◆ **抜粋**:
------------------------------------

Intelを巡る環境の厳しさについて、我が国からの視点である。
◇米インテル、振るわぬ株価と狭まる包囲網 (10月12日付け 日経 電子版)
→半導体大手、米インテルの先行きに暗雲が漂い始めている旨。主力の半導体は競合するエヌビディアなどとの競争が激化。量産分野でも微細化競争で後れをとっているとされ、株価はさえない旨。「半導体の盟主」の浮沈は日本企業への影響も大きく、関係者は固唾をのんで見守っている旨。
EUV lithographyについてSamsungなどと肩入れしていたIntelであるが、そのstakeを下げる動きである。
◇Intel Again Cuts Stake in ASML (10月12日付け EE Times)
→lithographyベンダー、ASML holdingが今週始めにNetherlands' Authority for Financial Marketsで行ったregulatory filing発。Intelが、ASMLでの同社stakeを3%以下に削減の旨。
最先端微細化への取り組み、そして生産戦略の柔軟な対応と、特にIntelとAMDの動きを1つの切り口として半導体業界の大きな流れに注目せざるを得ないところである。
≪市場実態PickUp≫
【米中摩擦関連】
米中摩擦に「スパイ」半導体の報道が輪をかけて、サーバのマザーボードメーカーにも生産を中国から他に移す圧力が加わっている。
◇Taiwan server makers under pressure to speed up move-out from China-Sources: Makers of server motherboards feel pressed to leave China (10月8日付け DIGITIMES)
→業界筋発。サーバmotherboardメーカーが、生産を中国から台湾などの国々へ移すよう顧客からの圧力を受けている旨。中国製品に対する米国の関税およびスパイ目的の半導体がSupermicroサーバmotherboardsに取りつけられたとするBloomberg報道が、この展開の背景にあると特に言及の旨。
米中摩擦の長期化、そして激化の懸念から、世界景気予測の下方修正、さらには株価の連日の続落につながっているとの見方が以下行間に日増しに強まっている感じ方がある。世界同時株安への落ち込みをなんとか食い止めたい動きがまさに見られている現時点である。
◇世界景気予測2年ぶり下方修正、IMF、貿易戦争響く (10月9日付け 日経 電子版)
→国際通貨基金(IMF)は9日に世界経済見通しを改定し、2018年の成長率予測を3.7%と7月時点から0.2ポイント下方修正した旨。トランプ米政権が仕掛ける貿易戦争がさらに激しくなれば世界景気は2019年以降に最大0.8ポイント下振れすると警告した旨。世界経済見通しの下方修正は2016年7月以来、約2年ぶりで、2008年の金融危機後の景気拡大局面は転換点にある旨。IMFは2019年の世界の成長率予測も0.2ポイント下方修正した旨。米中の貿易戦争で景気が減速し、米利上げによる新興国の通貨安も世界経済を下押しする旨。
◇アジア株も全面安、上海は3年11カ月ぶり安値 (10月11日付け 日経 電子版)
→日米株価の急落を受け、11日のアジア株式市場も全面安となっている旨。
上海株の下落率は4%を超え、3年11カ月ぶりの安値をつけた旨。香港や韓国、フィリピンなども年初来安値を更新している旨。
◇米国株、ダウ続落で831ドル安、2月上旬以来の下げ幅 (10月11日付け 日経 電子版)

------------------------------------

◆ **提供資料**:
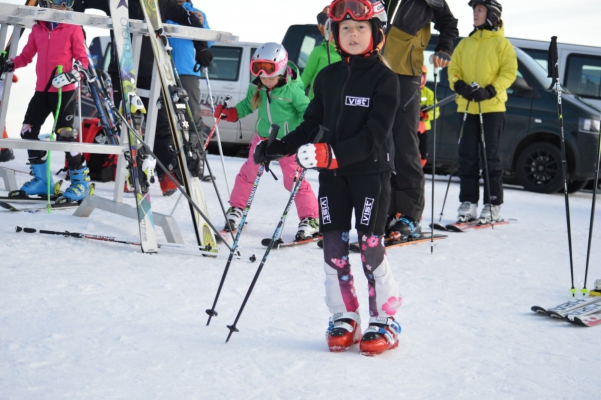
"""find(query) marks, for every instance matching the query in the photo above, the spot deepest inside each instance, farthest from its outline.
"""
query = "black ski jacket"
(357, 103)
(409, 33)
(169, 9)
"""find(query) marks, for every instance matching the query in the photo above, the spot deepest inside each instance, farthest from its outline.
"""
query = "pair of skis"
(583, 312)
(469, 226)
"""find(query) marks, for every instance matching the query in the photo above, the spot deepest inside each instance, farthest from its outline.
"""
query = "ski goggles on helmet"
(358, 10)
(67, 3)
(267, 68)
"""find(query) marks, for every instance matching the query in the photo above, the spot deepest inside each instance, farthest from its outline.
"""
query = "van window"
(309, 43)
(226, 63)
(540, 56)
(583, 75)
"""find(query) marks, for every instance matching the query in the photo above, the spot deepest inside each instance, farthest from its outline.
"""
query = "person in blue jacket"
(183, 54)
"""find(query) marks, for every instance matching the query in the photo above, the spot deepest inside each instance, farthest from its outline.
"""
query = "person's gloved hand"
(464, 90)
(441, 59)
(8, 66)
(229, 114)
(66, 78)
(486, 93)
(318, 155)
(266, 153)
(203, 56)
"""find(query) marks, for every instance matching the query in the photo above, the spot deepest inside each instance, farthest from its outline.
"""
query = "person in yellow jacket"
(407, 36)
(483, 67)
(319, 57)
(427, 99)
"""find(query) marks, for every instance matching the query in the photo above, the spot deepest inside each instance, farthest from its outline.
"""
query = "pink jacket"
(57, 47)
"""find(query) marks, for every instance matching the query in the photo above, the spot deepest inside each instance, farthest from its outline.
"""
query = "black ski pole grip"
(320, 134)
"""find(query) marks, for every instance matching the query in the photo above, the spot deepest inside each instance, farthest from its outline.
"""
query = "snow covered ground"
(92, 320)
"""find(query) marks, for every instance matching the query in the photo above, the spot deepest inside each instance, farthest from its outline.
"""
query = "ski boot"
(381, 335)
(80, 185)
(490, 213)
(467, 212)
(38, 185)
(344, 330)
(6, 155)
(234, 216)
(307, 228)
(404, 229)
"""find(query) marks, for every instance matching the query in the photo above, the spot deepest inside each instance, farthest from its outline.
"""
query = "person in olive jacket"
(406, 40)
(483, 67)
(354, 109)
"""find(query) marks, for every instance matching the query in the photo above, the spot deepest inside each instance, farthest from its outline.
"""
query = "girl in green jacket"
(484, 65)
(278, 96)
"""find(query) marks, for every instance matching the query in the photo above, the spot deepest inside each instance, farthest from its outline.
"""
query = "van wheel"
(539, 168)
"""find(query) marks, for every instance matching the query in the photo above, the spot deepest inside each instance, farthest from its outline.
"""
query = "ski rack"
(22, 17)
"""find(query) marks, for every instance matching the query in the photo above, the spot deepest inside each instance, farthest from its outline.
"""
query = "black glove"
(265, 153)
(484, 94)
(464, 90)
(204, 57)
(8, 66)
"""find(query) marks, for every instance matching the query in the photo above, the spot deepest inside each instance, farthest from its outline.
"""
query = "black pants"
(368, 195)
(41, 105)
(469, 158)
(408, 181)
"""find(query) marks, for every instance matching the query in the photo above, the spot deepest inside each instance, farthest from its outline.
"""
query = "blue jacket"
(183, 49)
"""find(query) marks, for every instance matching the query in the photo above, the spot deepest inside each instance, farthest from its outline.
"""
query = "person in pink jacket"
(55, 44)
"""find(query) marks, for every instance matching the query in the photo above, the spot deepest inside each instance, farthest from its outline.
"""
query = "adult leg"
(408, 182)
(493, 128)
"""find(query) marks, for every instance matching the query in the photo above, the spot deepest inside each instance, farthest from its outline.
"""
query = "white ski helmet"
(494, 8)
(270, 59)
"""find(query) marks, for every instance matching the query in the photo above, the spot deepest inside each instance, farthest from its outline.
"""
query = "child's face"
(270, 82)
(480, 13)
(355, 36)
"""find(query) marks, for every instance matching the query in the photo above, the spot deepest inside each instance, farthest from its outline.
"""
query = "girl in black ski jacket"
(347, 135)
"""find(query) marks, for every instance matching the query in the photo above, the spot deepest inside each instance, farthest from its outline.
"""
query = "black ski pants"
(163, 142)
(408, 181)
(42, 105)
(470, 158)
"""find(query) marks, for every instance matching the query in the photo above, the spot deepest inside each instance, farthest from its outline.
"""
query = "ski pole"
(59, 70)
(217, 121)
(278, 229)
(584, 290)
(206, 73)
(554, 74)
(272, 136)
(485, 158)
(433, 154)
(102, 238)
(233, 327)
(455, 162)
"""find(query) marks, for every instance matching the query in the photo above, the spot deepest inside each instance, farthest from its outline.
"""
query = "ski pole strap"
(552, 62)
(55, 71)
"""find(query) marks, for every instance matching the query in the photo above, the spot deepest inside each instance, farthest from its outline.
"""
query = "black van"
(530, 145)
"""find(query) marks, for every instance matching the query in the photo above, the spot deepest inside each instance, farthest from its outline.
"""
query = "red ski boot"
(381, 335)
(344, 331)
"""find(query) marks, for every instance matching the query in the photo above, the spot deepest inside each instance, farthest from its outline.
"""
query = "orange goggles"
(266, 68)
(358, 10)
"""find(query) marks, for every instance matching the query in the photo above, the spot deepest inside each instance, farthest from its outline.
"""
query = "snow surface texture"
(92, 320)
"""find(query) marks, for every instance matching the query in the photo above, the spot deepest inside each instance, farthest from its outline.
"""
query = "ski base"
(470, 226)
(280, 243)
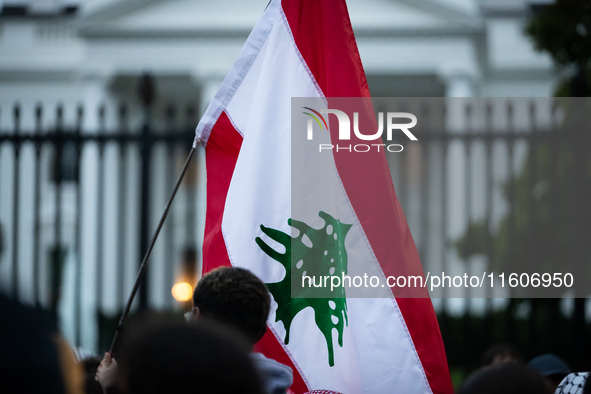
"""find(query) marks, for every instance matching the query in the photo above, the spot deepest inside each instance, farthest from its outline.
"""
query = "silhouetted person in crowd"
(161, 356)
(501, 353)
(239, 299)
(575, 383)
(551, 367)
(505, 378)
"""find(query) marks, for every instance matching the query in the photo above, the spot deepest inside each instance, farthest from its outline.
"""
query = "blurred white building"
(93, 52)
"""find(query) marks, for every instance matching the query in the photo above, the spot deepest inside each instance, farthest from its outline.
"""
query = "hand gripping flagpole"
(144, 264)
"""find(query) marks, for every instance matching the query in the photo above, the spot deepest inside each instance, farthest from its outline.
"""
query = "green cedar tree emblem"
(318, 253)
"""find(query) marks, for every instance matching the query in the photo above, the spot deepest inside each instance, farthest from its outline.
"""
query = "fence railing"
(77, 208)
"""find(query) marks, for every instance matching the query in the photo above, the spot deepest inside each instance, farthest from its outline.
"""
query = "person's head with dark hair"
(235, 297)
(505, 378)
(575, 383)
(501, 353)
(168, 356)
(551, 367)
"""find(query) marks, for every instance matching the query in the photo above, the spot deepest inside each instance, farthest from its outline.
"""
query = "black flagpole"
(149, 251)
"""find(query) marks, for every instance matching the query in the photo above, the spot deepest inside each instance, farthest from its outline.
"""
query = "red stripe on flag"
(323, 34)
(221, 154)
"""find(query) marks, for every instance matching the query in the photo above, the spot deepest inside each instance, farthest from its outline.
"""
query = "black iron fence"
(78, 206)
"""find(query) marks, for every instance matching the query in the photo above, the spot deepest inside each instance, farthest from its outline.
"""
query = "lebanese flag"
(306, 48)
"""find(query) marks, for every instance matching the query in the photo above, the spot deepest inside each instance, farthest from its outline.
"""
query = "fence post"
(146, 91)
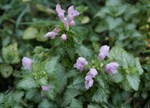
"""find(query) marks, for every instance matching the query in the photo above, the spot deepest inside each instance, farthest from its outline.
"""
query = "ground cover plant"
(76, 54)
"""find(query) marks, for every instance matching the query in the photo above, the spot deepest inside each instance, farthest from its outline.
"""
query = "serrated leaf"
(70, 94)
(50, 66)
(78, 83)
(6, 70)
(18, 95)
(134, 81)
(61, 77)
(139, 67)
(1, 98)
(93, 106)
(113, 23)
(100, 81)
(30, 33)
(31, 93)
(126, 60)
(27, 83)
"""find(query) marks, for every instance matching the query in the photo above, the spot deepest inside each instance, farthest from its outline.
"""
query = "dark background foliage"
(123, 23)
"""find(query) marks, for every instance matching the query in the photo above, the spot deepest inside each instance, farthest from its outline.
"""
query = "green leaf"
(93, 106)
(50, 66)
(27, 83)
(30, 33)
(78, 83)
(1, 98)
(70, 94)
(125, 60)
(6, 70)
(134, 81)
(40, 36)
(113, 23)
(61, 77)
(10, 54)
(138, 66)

------------------------------------

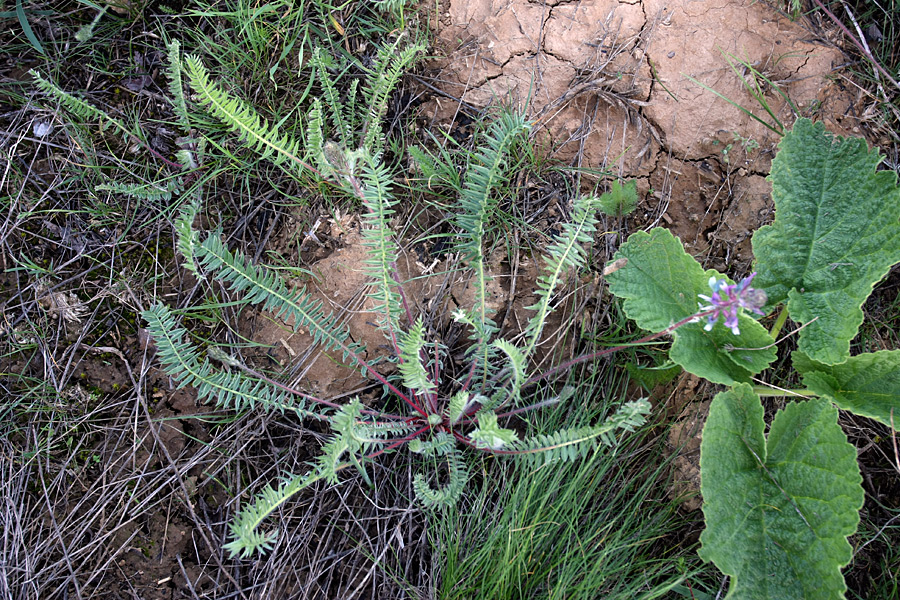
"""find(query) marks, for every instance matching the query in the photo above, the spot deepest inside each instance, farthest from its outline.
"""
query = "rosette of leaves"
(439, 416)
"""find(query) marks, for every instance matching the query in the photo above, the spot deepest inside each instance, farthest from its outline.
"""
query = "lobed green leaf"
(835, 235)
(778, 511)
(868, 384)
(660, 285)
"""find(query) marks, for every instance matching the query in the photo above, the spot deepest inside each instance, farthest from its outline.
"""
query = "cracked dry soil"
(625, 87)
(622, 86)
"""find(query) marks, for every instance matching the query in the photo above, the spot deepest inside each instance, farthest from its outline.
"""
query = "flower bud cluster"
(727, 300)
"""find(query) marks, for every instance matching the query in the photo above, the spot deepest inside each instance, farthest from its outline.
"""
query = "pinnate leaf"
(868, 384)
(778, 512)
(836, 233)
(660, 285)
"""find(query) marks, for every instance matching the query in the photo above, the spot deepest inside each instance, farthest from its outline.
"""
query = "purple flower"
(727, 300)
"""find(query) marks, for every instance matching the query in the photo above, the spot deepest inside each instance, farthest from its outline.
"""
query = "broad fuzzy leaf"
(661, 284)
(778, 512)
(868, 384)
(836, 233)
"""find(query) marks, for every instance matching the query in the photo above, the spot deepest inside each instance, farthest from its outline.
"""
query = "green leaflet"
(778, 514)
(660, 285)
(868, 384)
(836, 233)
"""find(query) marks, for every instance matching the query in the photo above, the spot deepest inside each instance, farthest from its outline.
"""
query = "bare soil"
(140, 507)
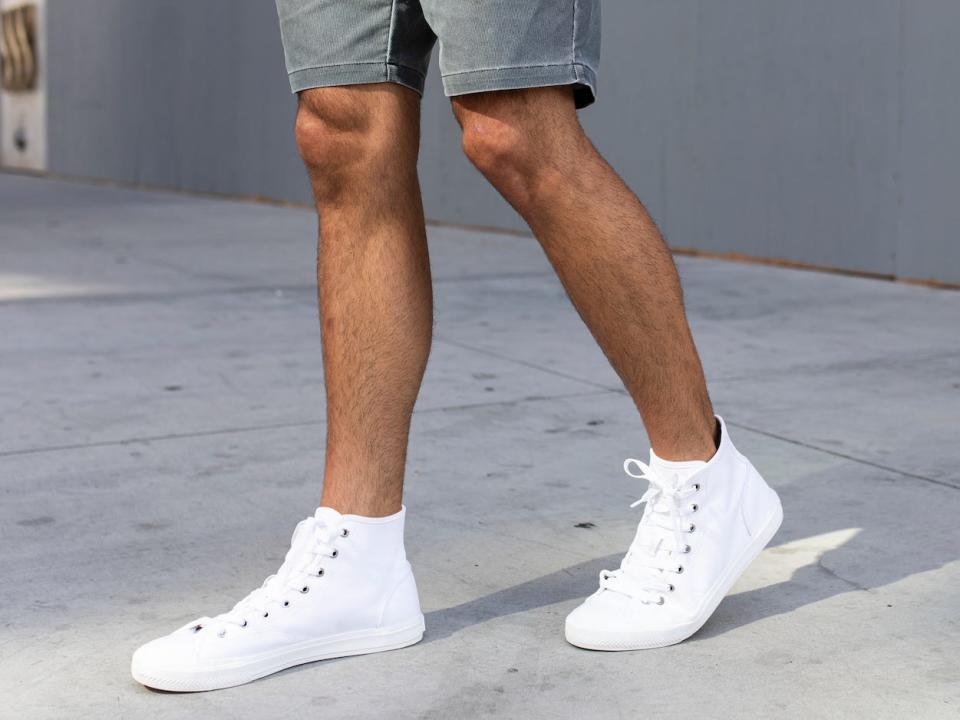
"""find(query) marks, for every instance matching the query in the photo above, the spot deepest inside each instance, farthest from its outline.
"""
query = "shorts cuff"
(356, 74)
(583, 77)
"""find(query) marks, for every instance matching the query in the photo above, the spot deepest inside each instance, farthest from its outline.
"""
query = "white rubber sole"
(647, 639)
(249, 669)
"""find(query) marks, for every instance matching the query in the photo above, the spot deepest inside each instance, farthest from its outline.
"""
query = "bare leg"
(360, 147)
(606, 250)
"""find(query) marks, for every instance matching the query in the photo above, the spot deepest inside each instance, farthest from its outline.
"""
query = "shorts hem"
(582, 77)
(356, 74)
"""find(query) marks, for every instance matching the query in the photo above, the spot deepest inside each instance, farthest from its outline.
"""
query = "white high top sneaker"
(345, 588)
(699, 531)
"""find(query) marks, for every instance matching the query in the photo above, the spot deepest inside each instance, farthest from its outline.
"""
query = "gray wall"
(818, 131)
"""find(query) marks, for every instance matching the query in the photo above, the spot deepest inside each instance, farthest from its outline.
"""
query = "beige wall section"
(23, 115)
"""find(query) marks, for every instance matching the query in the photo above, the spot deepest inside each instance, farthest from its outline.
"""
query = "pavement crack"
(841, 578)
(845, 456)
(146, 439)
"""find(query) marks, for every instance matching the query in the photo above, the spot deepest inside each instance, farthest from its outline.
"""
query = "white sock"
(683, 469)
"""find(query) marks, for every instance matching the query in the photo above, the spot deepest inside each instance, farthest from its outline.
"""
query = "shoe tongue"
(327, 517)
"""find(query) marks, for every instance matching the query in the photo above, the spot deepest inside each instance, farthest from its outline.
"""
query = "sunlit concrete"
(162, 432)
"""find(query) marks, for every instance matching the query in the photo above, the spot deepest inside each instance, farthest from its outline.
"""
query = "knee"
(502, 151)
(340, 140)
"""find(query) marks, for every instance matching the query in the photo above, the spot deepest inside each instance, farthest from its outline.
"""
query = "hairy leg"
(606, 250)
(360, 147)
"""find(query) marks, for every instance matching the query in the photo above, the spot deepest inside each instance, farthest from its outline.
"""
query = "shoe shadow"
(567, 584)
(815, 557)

------------------------------------

◆ **練習問題**:
A) 抜粋によれば、IMFは2018年の世界の成長率予測を何%としましたか。
B) 半導体業界と株式市場の動向を扱った抜粋の続きを、末尾の見出しの次から引き継いで記述してください。

◆ **解答**:
A) 3.7%です（7月時点から0.2ポイントの下方修正）。

B)
→10日の米株式市場でダウ工業株30種平均は大幅に続落し、前日比831ドル83セント(3.1%)安の2万5598ドル74セントで終えた旨。下落幅は2月8日以来の大きさ。米長期金利の上昇を受けてハイテク株を中心に株式の割高感につながった旨。米中貿易摩擦の長期化懸念から投資家がリスク回避姿勢を強めたのも相場の重荷だった旨。株売りのきっかけとなったのは長期金利の上昇。米中摩擦への警戒感の高まりも売りを誘った旨。10日朝、ムニューシン米財務長官は中国が為替操作をしないよう徹底的に求める方針を示したと報じられ、米国が中国への強硬姿勢を強めるとの見方が広がった旨。中国の景気減速も重荷となり、中国事業の比率が高い銘柄が売られた旨。
◇米国株、ダウ続落し545ドル安、値動き荒く、リスク回避姿勢強まる (10月12日付け 日経 電子版)
→11日の米株式市場でダウ工業株30種平均は3日続落し、前日比545ドル91セント安の2万5052ドル83セントと7月23日以来ほぼ2カ月半ぶりの安値で終えた旨。前日に800ドル超下落し、11日も不安定な値動きが続いた旨。貿易摩擦による米企業業績への悪影響も意識され、ダウ平均の構成銘柄すべてが下げた旨。
9月26日付けで米司法省によるスパイ容疑での中国人逮捕の記事が見られたばかりであるが、次の摘発が続いて米政権の厳しく臨むスタンスを映し出している。
◇米、中国封じ先鋭化、産業スパイ容疑で高官摘発 (10月12日付け 日経)
→トランプ米政権が国益を脅かす存在とみなす中国の封じ込めに拍車をかけている旨。10日に中国情報機関高官による産業スパイの摘発を明らかにし、中国を念頭に置く投資規制の詳細も公表した旨。11月に迫る中間選挙への介入も繰り返し牽制している旨。米中は広範な分野で覇権を争う「新冷戦」の瀬戸際に立つが、対立の先鋭化を避ける道筋は見えない旨。
【「スパイ」半導体記事の波紋】
Bloomberg Businessweekによる中国製「スパイ」半導体の記事の波紋は、上記の米中摩擦でも触れているが、AmazonおよびApple、そしてサーバ製造のSupermicroが該記事内容を強く打ち消している状況である。
◇'Bloomberg Hack Report Erroneous' claims Amazon and Apple-Follows Supermicro in refuting claims of Chinese spy hardware in its products (10月7日付け EE Times India)
グローバルelectronics supply chainの変化が避けられないとするアナリストの見方があらわされている。
◇Analysts Foresee Supply Chain Impact from Chip Hack Report (10月6日付け EE Times)
→AmazonおよびAppleなど米国メーカー約30社のサーバに中国のスパイが半導体を置いたという報道を受けて、グローバルelectronics supply chainでの変更をアナリストが予想している旨。米国政府および法人筋の非公式の話を引用しているBloombergの報道は、中国人民解放軍の1部門が米国メーカーのoperationsに不法に侵入、グローバルsupply chainを危険にさらしている、としている旨。
◇Validation Changes Coming after Chip Hack Fallout-Mistrust against Chinese suppliers a real threat after Supermicro reports, say analysts (10月9日付け EE Times India)
中国側からの反応の1つである。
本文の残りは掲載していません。